-- Begin Exercise inputs --

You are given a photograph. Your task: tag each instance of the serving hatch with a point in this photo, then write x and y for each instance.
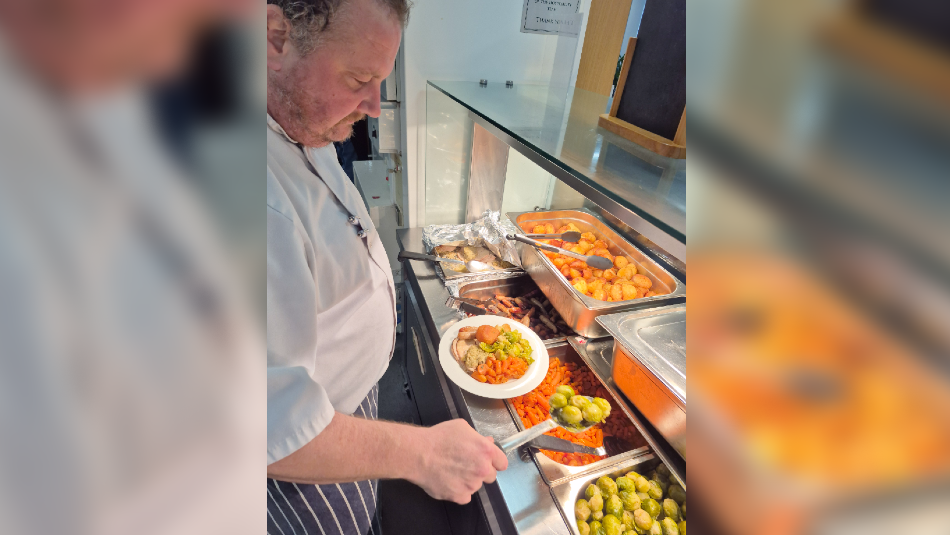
(577, 309)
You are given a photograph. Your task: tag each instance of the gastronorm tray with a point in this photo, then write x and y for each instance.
(512, 286)
(649, 366)
(566, 495)
(577, 309)
(555, 473)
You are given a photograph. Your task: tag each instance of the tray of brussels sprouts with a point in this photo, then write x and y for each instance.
(637, 497)
(619, 448)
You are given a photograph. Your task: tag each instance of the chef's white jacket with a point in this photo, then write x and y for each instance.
(331, 305)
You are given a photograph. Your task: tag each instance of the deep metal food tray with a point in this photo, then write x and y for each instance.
(649, 366)
(577, 309)
(507, 287)
(567, 494)
(555, 473)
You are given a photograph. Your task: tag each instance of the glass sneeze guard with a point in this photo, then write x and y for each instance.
(556, 127)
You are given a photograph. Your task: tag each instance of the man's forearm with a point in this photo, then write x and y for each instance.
(354, 449)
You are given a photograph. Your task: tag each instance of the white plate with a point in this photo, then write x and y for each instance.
(528, 382)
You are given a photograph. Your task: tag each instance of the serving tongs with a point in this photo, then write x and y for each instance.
(547, 442)
(597, 262)
(569, 236)
(511, 443)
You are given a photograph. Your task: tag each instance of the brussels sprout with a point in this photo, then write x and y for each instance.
(591, 491)
(625, 483)
(642, 483)
(611, 521)
(627, 519)
(607, 485)
(671, 509)
(631, 502)
(677, 494)
(593, 413)
(596, 503)
(571, 414)
(579, 401)
(582, 510)
(613, 505)
(642, 519)
(651, 506)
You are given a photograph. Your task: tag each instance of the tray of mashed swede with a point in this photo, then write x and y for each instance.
(493, 357)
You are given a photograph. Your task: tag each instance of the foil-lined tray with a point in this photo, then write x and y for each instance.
(486, 232)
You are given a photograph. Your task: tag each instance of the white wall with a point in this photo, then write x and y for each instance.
(633, 23)
(458, 40)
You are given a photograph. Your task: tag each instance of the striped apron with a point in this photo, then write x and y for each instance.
(334, 509)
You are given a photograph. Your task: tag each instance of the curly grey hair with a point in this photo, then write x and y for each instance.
(309, 19)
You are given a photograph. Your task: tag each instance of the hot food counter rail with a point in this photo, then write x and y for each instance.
(521, 501)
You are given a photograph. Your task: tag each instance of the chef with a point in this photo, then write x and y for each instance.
(330, 296)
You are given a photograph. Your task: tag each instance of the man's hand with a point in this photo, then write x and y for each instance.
(450, 461)
(454, 461)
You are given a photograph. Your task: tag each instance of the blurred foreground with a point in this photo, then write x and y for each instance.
(131, 267)
(820, 266)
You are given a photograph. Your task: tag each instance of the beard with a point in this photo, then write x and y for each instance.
(304, 117)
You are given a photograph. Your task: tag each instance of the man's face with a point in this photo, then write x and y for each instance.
(316, 98)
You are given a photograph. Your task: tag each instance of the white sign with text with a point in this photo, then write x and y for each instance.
(553, 17)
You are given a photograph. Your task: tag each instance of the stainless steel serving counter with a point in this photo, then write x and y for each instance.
(519, 502)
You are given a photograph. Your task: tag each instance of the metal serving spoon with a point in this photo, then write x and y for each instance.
(569, 236)
(473, 266)
(597, 262)
(512, 442)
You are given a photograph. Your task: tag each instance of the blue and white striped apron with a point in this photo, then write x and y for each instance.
(334, 509)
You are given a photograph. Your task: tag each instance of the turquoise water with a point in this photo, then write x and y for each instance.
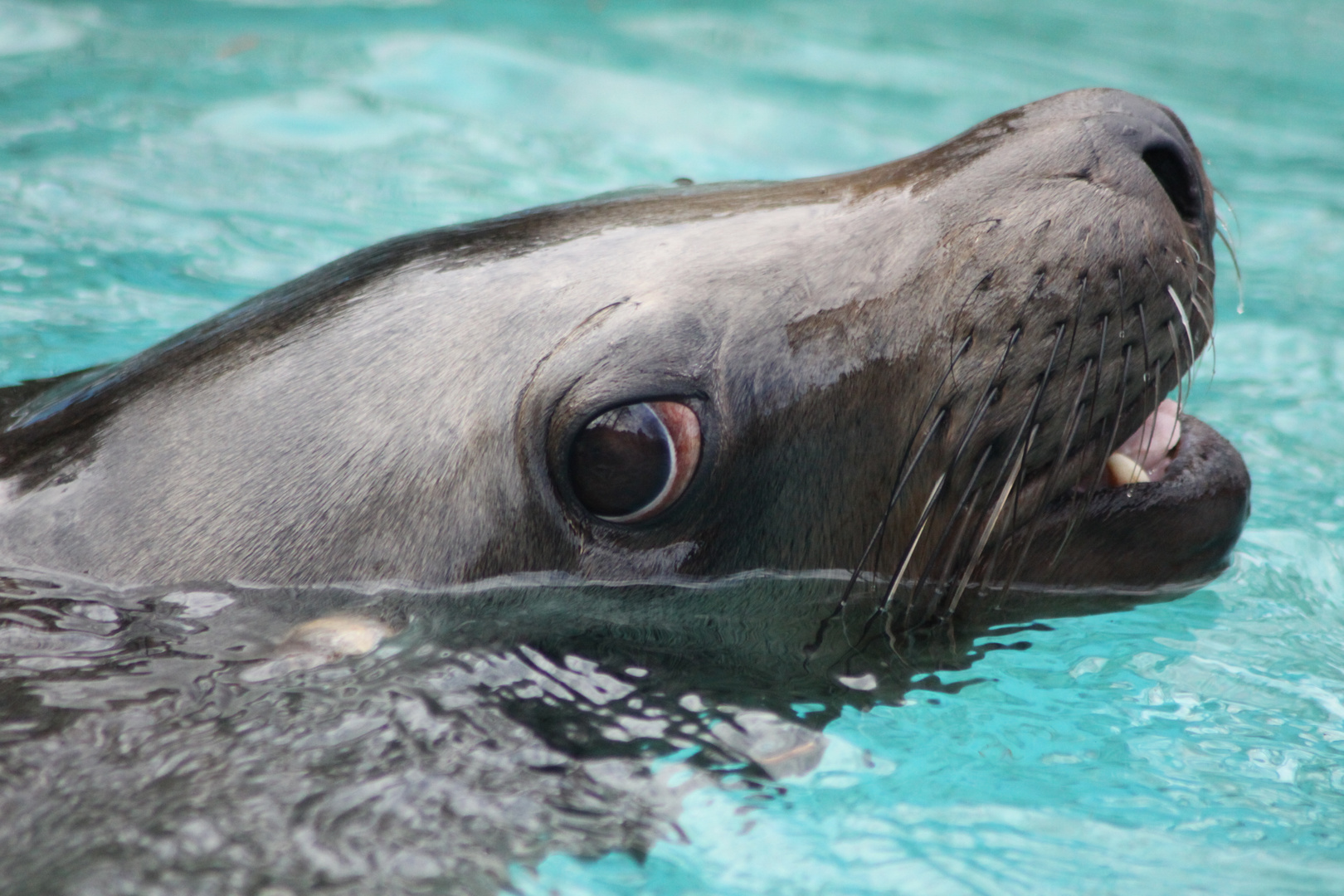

-- End Exercise inputs --

Exercise objective:
Filter the entries above, keeping every line that contains the word "metal".

Response:
You are given a photograph. Your task: tag each instance of the deep metal food tray with a point in this photo, then write x and y for each instance.
You are given a photograph. Your task: tag each instance of the metal serving spoon with a point in this photo, then write x and y for each instance.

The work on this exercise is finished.